Exercise description: A verbatim reproduction of every entry is the expected answer.

Saved entries
- - -

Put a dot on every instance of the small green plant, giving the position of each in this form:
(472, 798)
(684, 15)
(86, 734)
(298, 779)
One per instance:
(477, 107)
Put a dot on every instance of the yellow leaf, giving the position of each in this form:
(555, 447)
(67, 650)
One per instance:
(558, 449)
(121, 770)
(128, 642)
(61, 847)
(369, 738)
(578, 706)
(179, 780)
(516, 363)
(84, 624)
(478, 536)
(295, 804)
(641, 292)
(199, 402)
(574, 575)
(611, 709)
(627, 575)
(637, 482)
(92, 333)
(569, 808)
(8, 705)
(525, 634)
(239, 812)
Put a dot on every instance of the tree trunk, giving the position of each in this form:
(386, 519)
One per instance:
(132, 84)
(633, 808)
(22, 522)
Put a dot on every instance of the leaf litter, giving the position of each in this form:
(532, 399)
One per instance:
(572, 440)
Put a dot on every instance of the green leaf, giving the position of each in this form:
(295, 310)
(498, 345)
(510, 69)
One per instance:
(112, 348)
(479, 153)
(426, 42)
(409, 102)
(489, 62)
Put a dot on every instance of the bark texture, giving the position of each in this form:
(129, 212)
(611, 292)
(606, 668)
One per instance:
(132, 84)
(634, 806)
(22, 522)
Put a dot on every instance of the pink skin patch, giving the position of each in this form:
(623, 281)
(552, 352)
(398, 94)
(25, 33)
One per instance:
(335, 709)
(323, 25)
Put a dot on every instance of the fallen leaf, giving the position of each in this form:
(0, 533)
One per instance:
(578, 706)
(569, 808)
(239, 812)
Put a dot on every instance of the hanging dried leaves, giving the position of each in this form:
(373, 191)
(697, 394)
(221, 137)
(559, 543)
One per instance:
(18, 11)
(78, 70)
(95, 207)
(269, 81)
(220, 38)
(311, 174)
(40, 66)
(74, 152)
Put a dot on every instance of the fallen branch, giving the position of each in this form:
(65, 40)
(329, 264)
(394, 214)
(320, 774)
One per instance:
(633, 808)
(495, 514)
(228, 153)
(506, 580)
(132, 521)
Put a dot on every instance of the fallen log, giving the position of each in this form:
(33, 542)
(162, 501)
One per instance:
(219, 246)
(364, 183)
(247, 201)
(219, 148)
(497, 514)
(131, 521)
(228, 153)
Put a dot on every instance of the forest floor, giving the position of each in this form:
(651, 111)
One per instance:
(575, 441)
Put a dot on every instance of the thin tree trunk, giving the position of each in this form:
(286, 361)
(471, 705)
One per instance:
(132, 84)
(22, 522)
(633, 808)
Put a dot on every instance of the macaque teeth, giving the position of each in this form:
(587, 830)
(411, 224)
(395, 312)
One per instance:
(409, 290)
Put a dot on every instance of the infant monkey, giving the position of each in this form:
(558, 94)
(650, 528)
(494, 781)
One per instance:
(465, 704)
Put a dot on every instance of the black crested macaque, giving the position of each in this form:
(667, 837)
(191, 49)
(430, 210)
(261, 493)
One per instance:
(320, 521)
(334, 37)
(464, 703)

- - -

Response for this exercise:
Put a dot on every instance of the small green plant, giving the position of each in this form:
(472, 798)
(684, 15)
(86, 734)
(298, 779)
One per instance:
(477, 107)
Put a dot on every instance of the yellow leaf, giving the position of each in this form:
(555, 447)
(67, 650)
One per instance:
(558, 449)
(121, 770)
(128, 642)
(61, 847)
(369, 738)
(578, 706)
(179, 780)
(516, 363)
(84, 624)
(478, 536)
(295, 804)
(641, 292)
(199, 402)
(574, 575)
(611, 709)
(627, 575)
(637, 482)
(92, 333)
(569, 808)
(8, 705)
(525, 634)
(239, 812)
Put a dot on every instance of the tree trunk, giving the position of each in this form:
(386, 519)
One per instance:
(132, 84)
(633, 808)
(22, 522)
Put a dot on every instance of the leaf litter, giving the position of each in this form:
(532, 399)
One per instance:
(572, 440)
Put a dot on every instance of the green leaf, giving the position of each in this form:
(295, 310)
(498, 345)
(510, 69)
One per instance:
(112, 348)
(479, 153)
(426, 42)
(409, 102)
(489, 62)
Put a dot on every instance of the bark texture, giving the position of each in this form:
(129, 212)
(611, 292)
(606, 668)
One per instance:
(132, 84)
(634, 806)
(22, 522)
Put a dot on every instance of the pink skin patch, giving the position of each in this form:
(623, 281)
(552, 352)
(398, 94)
(25, 33)
One per instance:
(335, 709)
(323, 25)
Put a dot on every instance of the fallen leaf, giving the position of each in this form:
(0, 533)
One per instance:
(578, 706)
(569, 808)
(239, 812)
Put a dot on every instance of the hanging dried leaves, giving the position of each in this form:
(373, 191)
(697, 394)
(221, 137)
(559, 543)
One per instance:
(18, 11)
(78, 70)
(95, 207)
(269, 81)
(220, 38)
(311, 174)
(40, 66)
(74, 152)
Put a dot on every instance of the fallen branch, giving the position of each in this form:
(65, 40)
(329, 264)
(394, 214)
(320, 774)
One per instance:
(633, 808)
(495, 514)
(228, 153)
(506, 580)
(132, 521)
Put a dot on every instance of the fallen log, giving the position of each in this form:
(33, 542)
(162, 501)
One per instance:
(219, 246)
(364, 183)
(247, 201)
(219, 148)
(497, 514)
(131, 521)
(228, 153)
Put a dot on every instance of the forest floor, giving the position of each in this form:
(651, 111)
One per instance:
(575, 441)
Put a dot on every instance of the thin tree trunk, giving the position of each in this form:
(286, 361)
(471, 705)
One per instance:
(132, 84)
(22, 522)
(633, 808)
Put a dot on every instance of the macaque teeth, giving the position of each in this form:
(587, 830)
(411, 224)
(395, 312)
One per instance:
(409, 290)
Put a dot on every instance of the infant monkey, giving the position of each in this form:
(558, 94)
(650, 528)
(494, 781)
One per instance:
(465, 704)
Put a dot on every instance of the black crested macaque, giving the position of each in this form:
(667, 837)
(191, 49)
(430, 210)
(261, 493)
One per instance:
(320, 521)
(334, 37)
(464, 703)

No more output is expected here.